**CHALLENGE:** Reproduce exactly the lines from the one containing "the form [266,7]." through the last line of the records below, both included. Leave out any pictures.

Some records

====

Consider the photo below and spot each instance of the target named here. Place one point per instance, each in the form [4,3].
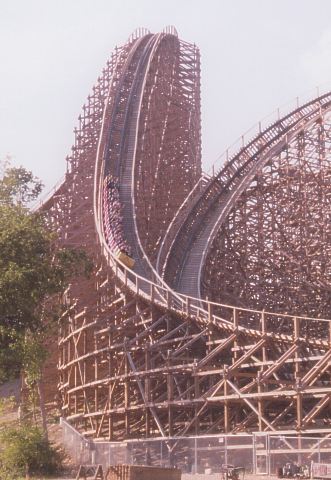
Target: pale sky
[255,56]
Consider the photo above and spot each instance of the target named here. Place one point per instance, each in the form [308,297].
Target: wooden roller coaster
[205,310]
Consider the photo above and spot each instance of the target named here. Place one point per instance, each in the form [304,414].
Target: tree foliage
[31,271]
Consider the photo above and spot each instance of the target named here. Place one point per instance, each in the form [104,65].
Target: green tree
[25,451]
[32,272]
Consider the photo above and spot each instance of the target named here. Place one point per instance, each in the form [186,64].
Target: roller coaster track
[142,353]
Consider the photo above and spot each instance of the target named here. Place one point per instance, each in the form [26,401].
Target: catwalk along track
[204,313]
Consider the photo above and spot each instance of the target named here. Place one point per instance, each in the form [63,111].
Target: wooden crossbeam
[216,350]
[190,342]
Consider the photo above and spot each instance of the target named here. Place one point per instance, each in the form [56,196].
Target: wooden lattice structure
[142,353]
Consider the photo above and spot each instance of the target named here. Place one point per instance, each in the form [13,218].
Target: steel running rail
[210,209]
[159,292]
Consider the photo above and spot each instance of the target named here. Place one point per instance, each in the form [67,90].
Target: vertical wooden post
[226,405]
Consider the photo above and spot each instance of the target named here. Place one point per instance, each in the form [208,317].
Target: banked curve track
[141,353]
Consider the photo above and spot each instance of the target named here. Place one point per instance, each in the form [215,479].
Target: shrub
[25,451]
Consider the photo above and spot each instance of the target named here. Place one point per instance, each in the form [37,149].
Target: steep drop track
[141,352]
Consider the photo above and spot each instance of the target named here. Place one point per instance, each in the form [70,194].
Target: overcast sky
[255,56]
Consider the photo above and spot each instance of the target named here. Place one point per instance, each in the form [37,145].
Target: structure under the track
[209,332]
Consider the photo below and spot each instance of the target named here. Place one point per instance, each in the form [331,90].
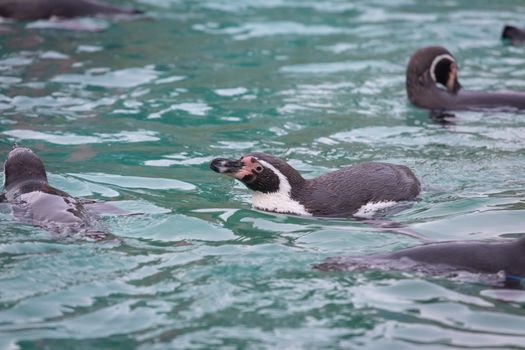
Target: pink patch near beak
[247,169]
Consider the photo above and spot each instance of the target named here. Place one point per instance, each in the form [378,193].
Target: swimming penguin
[34,201]
[515,35]
[487,257]
[435,65]
[46,9]
[354,190]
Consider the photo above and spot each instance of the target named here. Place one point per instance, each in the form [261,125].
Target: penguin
[29,10]
[34,201]
[514,35]
[358,190]
[480,257]
[432,83]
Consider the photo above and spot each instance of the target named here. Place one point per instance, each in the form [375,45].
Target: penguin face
[22,165]
[443,70]
[257,175]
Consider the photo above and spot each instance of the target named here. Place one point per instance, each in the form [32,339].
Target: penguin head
[23,165]
[434,65]
[260,172]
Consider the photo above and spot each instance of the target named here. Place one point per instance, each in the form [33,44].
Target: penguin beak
[226,166]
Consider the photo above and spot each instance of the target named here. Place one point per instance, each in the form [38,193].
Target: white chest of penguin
[280,201]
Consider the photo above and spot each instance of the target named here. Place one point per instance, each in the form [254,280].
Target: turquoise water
[133,111]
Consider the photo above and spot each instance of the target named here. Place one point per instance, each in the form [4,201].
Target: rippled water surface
[133,111]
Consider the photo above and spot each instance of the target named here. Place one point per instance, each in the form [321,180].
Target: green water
[133,114]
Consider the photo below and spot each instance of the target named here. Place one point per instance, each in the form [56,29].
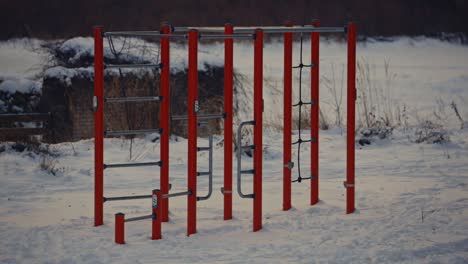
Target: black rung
[132,99]
[169,195]
[303,65]
[200,117]
[301,179]
[139,218]
[248,147]
[299,141]
[120,198]
[302,103]
[127,165]
[119,66]
[132,132]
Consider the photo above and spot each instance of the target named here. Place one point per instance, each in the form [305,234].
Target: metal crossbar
[132,99]
[128,165]
[131,132]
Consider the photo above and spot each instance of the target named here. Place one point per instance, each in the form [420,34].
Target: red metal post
[314,117]
[164,116]
[287,129]
[192,110]
[98,127]
[350,134]
[228,104]
[120,228]
[258,129]
[156,214]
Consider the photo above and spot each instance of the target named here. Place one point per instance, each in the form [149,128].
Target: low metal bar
[199,117]
[139,217]
[122,198]
[132,99]
[239,159]
[142,34]
[119,66]
[127,165]
[222,36]
[169,195]
[131,132]
[210,171]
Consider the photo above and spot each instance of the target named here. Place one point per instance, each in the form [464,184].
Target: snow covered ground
[412,199]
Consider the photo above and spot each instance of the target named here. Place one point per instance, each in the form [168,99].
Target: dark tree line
[63,18]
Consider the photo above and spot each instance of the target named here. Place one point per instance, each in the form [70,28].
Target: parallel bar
[228,126]
[132,132]
[25,117]
[192,132]
[128,165]
[139,217]
[287,127]
[258,129]
[350,133]
[98,127]
[199,117]
[227,36]
[169,195]
[120,66]
[210,172]
[164,117]
[132,99]
[123,198]
[314,116]
[143,34]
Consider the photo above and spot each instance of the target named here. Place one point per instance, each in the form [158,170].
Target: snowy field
[411,199]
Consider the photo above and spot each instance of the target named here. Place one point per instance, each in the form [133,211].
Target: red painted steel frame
[164,116]
[192,132]
[287,128]
[157,213]
[228,104]
[350,135]
[314,117]
[119,228]
[258,117]
[98,127]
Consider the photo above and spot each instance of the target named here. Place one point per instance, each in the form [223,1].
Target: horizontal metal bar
[120,198]
[25,117]
[142,34]
[139,218]
[132,99]
[248,147]
[299,141]
[128,165]
[131,132]
[200,117]
[149,65]
[223,36]
[169,195]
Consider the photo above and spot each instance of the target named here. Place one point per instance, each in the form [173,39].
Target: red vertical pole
[156,214]
[120,228]
[350,159]
[98,127]
[192,132]
[314,117]
[164,116]
[228,103]
[287,112]
[258,117]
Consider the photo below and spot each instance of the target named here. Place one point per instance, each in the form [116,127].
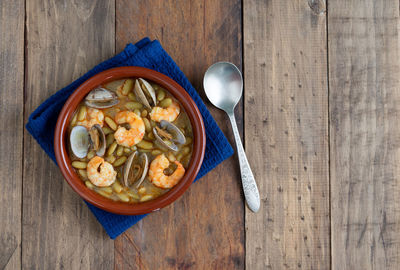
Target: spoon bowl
[223,85]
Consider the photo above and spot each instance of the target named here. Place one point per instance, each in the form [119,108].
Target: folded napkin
[145,53]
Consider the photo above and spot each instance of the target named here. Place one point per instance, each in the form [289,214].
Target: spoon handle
[249,183]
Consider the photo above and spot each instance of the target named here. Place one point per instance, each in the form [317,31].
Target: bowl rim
[64,163]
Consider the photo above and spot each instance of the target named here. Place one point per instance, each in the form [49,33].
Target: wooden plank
[286,132]
[64,40]
[204,229]
[11,130]
[364,113]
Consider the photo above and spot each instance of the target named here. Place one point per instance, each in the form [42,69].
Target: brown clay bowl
[64,162]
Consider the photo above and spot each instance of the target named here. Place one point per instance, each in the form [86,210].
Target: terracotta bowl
[64,162]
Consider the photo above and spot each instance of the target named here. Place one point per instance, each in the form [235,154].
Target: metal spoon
[223,84]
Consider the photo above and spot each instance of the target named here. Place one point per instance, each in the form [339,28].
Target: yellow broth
[146,191]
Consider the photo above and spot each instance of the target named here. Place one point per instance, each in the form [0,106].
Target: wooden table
[319,118]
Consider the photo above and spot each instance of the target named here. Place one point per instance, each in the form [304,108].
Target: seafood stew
[130,140]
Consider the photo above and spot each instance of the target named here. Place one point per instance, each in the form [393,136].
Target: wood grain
[11,130]
[286,133]
[203,229]
[364,113]
[64,40]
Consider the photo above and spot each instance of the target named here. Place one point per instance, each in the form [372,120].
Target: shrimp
[157,176]
[100,172]
[169,114]
[133,135]
[93,117]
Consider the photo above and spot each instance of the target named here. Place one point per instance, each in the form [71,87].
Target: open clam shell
[168,135]
[79,140]
[145,93]
[98,140]
[101,98]
[135,169]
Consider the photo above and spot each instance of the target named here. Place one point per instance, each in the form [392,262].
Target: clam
[98,140]
[168,134]
[82,140]
[145,93]
[135,169]
[79,140]
[101,98]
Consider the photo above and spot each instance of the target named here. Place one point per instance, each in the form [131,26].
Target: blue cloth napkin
[145,53]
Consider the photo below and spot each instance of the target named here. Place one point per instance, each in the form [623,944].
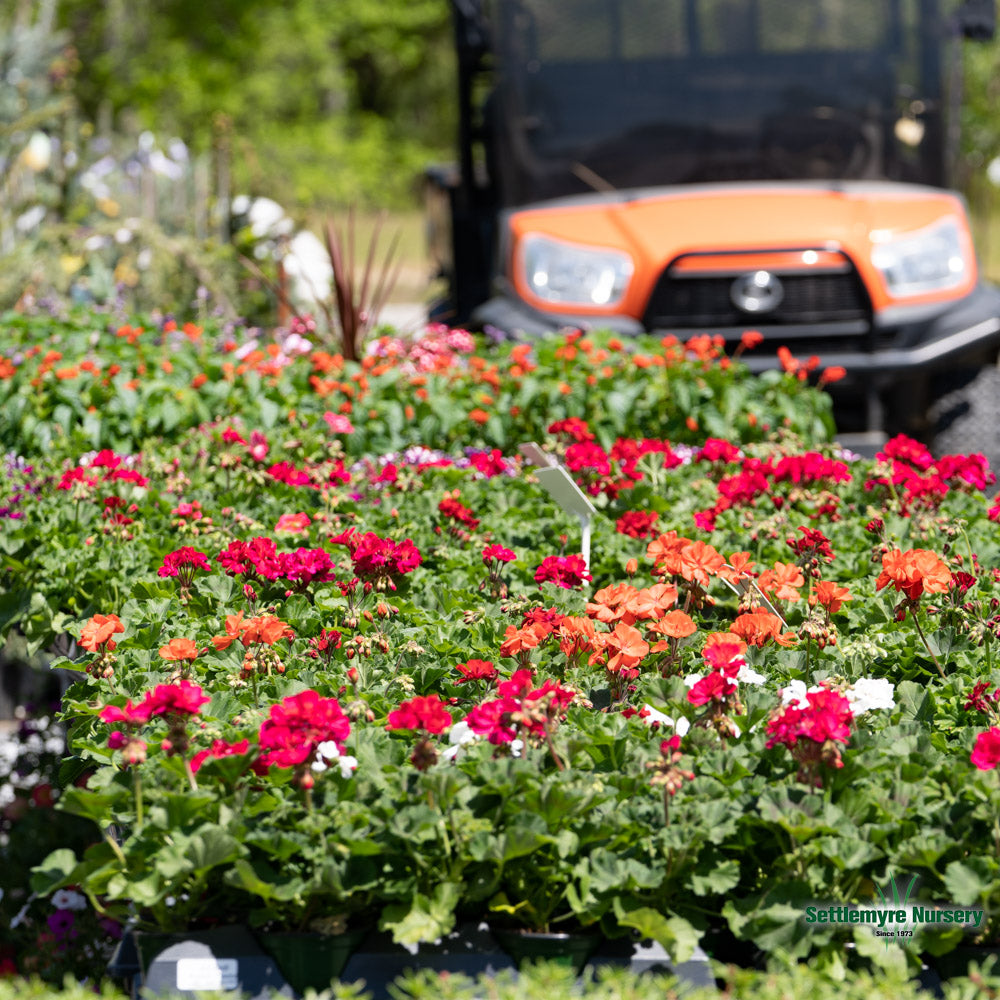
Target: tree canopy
[320,103]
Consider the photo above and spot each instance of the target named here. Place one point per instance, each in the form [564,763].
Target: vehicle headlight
[928,260]
[574,275]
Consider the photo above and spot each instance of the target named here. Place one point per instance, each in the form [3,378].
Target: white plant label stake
[560,486]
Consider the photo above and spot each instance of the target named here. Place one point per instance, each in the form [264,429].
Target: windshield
[598,94]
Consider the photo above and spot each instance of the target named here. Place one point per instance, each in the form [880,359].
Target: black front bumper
[905,341]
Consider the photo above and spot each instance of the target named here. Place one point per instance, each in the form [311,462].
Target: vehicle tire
[965,414]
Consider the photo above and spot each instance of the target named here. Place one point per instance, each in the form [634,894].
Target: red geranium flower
[986,753]
[297,725]
[426,713]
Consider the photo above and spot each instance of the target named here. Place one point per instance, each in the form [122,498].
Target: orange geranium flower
[576,635]
[914,573]
[673,625]
[700,562]
[830,596]
[739,568]
[625,648]
[609,603]
[676,624]
[665,594]
[665,550]
[757,627]
[267,629]
[519,640]
[293,524]
[234,630]
[179,649]
[99,631]
[783,581]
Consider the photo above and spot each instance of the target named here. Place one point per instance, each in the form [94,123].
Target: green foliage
[316,103]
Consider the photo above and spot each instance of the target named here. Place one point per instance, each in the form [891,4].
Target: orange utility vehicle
[692,166]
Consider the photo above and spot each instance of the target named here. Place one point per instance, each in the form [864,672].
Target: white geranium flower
[328,751]
[747,675]
[680,725]
[870,693]
[67,899]
[794,693]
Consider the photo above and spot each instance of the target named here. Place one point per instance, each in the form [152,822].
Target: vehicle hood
[655,225]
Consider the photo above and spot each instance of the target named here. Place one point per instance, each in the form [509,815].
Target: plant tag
[561,486]
[207,974]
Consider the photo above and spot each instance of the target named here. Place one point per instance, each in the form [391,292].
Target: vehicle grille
[684,300]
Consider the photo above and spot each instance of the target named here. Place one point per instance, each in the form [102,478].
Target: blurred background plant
[123,116]
[52,937]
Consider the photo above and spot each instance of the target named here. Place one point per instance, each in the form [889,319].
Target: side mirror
[977,19]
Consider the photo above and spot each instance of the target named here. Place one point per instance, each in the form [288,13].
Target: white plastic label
[207,974]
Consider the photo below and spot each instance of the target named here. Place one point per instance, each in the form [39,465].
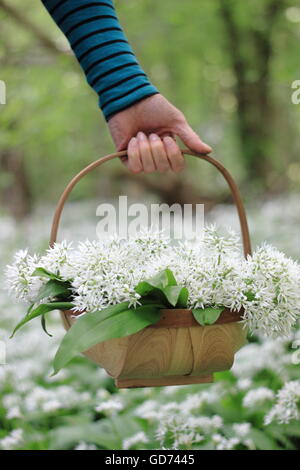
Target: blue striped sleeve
[102,49]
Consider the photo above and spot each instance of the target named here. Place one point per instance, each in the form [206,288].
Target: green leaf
[41,310]
[183,298]
[208,315]
[162,280]
[53,289]
[42,272]
[94,327]
[174,294]
[43,323]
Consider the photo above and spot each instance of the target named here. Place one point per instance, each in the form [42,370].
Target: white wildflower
[138,438]
[257,397]
[13,440]
[287,407]
[110,407]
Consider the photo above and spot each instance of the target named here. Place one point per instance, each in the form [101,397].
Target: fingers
[152,153]
[174,154]
[134,163]
[159,153]
[145,153]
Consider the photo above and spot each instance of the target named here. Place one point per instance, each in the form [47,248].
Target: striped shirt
[101,47]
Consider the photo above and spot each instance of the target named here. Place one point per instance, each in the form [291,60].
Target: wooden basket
[176,350]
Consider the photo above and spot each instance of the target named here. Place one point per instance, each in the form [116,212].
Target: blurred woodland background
[228,65]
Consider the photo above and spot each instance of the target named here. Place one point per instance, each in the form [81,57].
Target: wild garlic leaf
[94,327]
[41,310]
[208,315]
[42,272]
[53,289]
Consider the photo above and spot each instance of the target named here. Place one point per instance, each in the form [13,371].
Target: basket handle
[231,183]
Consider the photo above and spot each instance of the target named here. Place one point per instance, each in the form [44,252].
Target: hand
[147,130]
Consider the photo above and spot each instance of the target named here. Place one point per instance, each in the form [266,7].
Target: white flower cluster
[287,407]
[266,285]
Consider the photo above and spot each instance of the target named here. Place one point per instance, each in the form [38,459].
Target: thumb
[192,140]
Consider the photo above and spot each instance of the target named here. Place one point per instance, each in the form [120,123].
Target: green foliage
[208,315]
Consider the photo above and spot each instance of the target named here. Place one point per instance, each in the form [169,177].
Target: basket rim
[178,318]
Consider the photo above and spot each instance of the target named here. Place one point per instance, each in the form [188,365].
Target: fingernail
[141,135]
[168,140]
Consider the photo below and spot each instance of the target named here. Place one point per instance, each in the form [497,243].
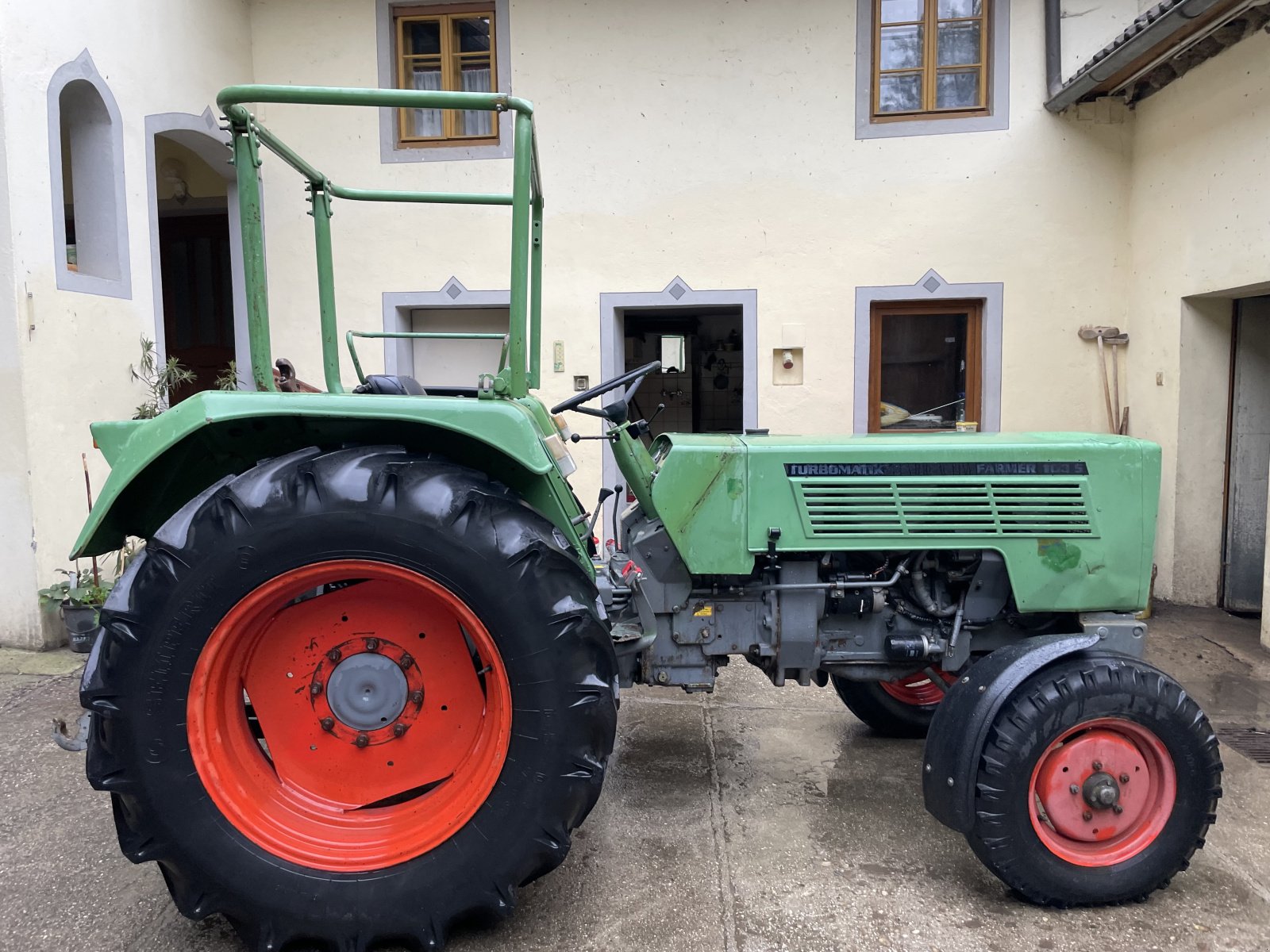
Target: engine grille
[1000,507]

====

**SOLUTION TO THE EXERCISE:**
Consider the photo above and spot each instance of the target named here. Place one point per instance, each in the form [266,7].
Target: white flower cluster
[287,407]
[266,285]
Consider the photo above and spot each instance of the target named here. Place one point per instance, each in the form [38,459].
Target: thumb
[192,140]
Consider the photo above and spot each instance of the target named here. Place one point per instance, each in the form [120,123].
Target: green foliage
[208,315]
Consider the photo above and spot each instance of the target named here. Place one point per instance, each in the form [169,177].
Target: basket rim
[178,318]
Consider the photo above and spot each instance of the target named here. Place one point per instance, each in the form [188,365].
Target: fingernail
[141,135]
[168,140]
Consider the photo below and spot each instance of the target named here. Place one point per instance, each in the form [497,243].
Target: engine grille
[1000,507]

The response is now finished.